- [Aim of the task] Your task is to extract the lines from the one holding "Pick out the building window, placing" through the end of the material. Set them down exactly and add nothing.

-- begin --

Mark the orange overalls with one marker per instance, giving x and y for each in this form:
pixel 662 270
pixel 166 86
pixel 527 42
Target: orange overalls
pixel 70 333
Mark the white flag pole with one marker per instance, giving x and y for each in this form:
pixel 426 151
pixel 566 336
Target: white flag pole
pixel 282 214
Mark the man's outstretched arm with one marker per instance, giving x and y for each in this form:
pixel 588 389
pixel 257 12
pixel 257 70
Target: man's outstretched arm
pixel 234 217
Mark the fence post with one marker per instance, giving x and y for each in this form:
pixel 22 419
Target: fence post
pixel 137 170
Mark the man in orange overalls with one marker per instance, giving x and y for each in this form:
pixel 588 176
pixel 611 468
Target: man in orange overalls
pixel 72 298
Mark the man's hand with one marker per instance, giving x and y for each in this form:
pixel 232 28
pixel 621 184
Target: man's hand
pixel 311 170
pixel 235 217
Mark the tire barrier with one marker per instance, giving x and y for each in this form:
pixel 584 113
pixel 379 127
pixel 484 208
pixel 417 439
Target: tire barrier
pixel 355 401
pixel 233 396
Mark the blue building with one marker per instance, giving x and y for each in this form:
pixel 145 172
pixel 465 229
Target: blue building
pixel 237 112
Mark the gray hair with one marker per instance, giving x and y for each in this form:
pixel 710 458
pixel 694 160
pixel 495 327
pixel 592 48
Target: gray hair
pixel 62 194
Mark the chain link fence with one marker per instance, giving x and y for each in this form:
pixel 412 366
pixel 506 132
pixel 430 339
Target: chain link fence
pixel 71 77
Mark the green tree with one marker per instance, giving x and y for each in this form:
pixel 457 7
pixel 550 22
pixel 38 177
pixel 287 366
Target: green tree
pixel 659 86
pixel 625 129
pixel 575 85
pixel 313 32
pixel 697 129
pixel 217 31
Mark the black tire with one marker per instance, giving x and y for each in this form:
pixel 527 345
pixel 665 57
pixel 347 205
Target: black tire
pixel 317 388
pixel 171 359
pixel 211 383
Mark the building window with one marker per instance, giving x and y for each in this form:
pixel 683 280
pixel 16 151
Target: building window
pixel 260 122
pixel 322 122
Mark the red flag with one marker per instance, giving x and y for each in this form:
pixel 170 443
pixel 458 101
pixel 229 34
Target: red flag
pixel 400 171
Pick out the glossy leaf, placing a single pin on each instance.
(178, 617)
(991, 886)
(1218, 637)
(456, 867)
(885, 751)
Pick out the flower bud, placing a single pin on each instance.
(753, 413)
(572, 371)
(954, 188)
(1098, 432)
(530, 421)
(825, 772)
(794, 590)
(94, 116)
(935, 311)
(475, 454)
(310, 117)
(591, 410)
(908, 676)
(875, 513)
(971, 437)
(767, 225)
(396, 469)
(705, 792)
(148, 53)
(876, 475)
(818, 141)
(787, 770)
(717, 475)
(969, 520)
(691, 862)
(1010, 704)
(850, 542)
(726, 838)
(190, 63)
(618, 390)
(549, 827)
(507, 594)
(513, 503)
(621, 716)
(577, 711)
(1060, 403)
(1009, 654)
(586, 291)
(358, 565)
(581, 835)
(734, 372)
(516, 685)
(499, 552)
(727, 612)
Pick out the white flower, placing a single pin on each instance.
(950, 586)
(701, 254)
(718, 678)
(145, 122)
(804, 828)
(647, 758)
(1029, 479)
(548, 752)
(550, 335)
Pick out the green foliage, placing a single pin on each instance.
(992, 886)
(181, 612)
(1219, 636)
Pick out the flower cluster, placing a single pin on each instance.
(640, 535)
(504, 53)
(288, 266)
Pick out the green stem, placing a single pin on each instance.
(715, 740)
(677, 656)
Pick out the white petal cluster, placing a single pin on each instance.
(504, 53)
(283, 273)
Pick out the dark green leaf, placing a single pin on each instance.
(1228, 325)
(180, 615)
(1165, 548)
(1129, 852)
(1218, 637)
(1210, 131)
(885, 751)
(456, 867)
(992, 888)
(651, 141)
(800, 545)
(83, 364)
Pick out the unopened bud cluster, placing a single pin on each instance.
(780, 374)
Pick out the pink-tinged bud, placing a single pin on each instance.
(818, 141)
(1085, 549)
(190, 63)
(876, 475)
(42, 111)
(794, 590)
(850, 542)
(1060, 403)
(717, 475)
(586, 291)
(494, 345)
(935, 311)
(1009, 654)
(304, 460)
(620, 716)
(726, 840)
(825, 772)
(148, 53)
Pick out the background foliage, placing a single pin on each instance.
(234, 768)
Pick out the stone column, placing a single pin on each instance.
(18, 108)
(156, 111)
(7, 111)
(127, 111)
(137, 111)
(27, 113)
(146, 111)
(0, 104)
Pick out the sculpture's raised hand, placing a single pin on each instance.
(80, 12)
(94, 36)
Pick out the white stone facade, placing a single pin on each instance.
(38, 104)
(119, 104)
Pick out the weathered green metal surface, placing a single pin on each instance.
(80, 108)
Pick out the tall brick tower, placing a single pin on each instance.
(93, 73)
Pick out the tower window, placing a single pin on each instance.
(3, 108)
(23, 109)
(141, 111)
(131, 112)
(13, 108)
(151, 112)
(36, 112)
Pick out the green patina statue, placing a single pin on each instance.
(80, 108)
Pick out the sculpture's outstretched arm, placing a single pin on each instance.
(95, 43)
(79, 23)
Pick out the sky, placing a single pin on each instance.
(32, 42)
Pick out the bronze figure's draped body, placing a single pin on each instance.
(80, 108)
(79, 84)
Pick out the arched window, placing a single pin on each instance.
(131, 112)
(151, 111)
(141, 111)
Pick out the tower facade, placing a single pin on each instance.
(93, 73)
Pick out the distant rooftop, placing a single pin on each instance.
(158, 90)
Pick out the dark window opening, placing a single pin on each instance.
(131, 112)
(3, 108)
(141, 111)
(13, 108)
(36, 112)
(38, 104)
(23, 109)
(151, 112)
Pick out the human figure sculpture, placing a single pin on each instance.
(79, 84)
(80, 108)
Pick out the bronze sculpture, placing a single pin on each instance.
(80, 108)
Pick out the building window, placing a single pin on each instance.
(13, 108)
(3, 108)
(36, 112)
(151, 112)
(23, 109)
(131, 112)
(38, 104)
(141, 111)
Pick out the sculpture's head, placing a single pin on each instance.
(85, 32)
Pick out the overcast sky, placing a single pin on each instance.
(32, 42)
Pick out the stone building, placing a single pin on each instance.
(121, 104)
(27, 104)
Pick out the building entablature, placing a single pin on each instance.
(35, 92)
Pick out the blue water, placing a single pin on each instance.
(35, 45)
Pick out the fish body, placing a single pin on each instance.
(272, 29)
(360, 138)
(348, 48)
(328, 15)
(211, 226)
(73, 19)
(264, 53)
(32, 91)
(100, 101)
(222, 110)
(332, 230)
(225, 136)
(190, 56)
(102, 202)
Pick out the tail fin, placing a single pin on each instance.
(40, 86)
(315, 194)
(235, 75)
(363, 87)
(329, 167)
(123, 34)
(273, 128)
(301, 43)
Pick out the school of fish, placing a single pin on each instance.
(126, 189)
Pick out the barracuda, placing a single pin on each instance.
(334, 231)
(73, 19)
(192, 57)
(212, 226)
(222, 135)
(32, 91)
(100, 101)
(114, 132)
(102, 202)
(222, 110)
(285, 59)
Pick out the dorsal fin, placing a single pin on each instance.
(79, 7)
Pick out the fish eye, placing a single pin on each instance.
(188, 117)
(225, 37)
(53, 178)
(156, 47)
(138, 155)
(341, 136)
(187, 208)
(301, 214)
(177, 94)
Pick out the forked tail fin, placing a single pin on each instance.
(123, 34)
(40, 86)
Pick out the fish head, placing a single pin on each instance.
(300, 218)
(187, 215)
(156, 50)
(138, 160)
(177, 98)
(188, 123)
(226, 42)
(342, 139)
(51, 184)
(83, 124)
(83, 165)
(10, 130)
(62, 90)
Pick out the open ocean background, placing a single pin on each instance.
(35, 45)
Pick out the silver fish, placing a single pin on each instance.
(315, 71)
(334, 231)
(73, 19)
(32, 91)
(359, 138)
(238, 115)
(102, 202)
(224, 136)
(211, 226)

-- end --

- [Answer to the task]
Pick out the building window, placing a single pin on each instance.
(13, 108)
(3, 108)
(36, 112)
(151, 112)
(23, 109)
(131, 112)
(38, 104)
(141, 111)
Pick out the sculpture's head, placing a single pin on each instance.
(85, 32)
Pick out the overcast sky, placing a single pin on each instance.
(32, 42)
Pick out the stone building, placing a single pin on each instance.
(121, 104)
(27, 104)
Pick out the building entablature, placing a single pin on each instance.
(35, 92)
Pick out the blue water, placing a single pin on each instance.
(35, 45)
Pick out the fish body, placing a single pin on each instance.
(272, 29)
(360, 138)
(348, 48)
(328, 15)
(211, 226)
(73, 19)
(264, 53)
(32, 91)
(100, 101)
(222, 110)
(332, 230)
(225, 136)
(190, 56)
(102, 202)
Pick out the tail fin, placing a single pin on each instance.
(40, 86)
(315, 194)
(235, 75)
(363, 87)
(329, 167)
(123, 34)
(273, 128)
(301, 43)
Pick out the school of fish, placing a single pin on each instance.
(126, 189)
Pick out the barracuda, placing a single pin on each instance.
(334, 231)
(73, 19)
(192, 57)
(212, 226)
(222, 135)
(32, 91)
(100, 101)
(114, 132)
(102, 202)
(222, 110)
(285, 59)
Pick out the dorsal fin, placing a single pin on each instance.
(79, 7)
Pick out the fish eye, placing a single pin on each instance.
(188, 117)
(225, 37)
(53, 178)
(156, 47)
(138, 155)
(341, 136)
(187, 208)
(301, 214)
(177, 94)
Pick out the forked tail fin, placing a single pin on each instance.
(123, 34)
(40, 86)
Pick out the fish head, placing a single pin on each instance.
(300, 218)
(187, 215)
(156, 50)
(138, 160)
(177, 98)
(188, 123)
(226, 42)
(342, 139)
(51, 184)
(83, 124)
(83, 165)
(10, 130)
(62, 90)
Pick out the open ocean background, placing a single pin on each instance.
(35, 45)
Pick out the silver fish, placing a single pin on each instance.
(315, 71)
(334, 231)
(73, 19)
(32, 91)
(359, 138)
(238, 115)
(102, 202)
(224, 136)
(211, 226)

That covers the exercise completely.